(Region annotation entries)
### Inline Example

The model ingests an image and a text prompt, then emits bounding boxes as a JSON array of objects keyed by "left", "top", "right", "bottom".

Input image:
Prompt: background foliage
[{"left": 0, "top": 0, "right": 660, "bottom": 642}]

- _PROBLEM STATEMENT_
Present the lines above as a JSON list of strings, one string for each line, leaving out any blank lines.

- _ANSWER IN FULL_
[
  "### Inline Example",
  "The model ingests an image and a text prompt, then emits bounding boxes as a JSON array of objects keyed by \"left\", \"top\", \"right\", \"bottom\".",
  "Input image:",
  "Prompt: background foliage",
  "[{\"left\": 0, \"top\": 0, \"right\": 660, \"bottom\": 642}]"
]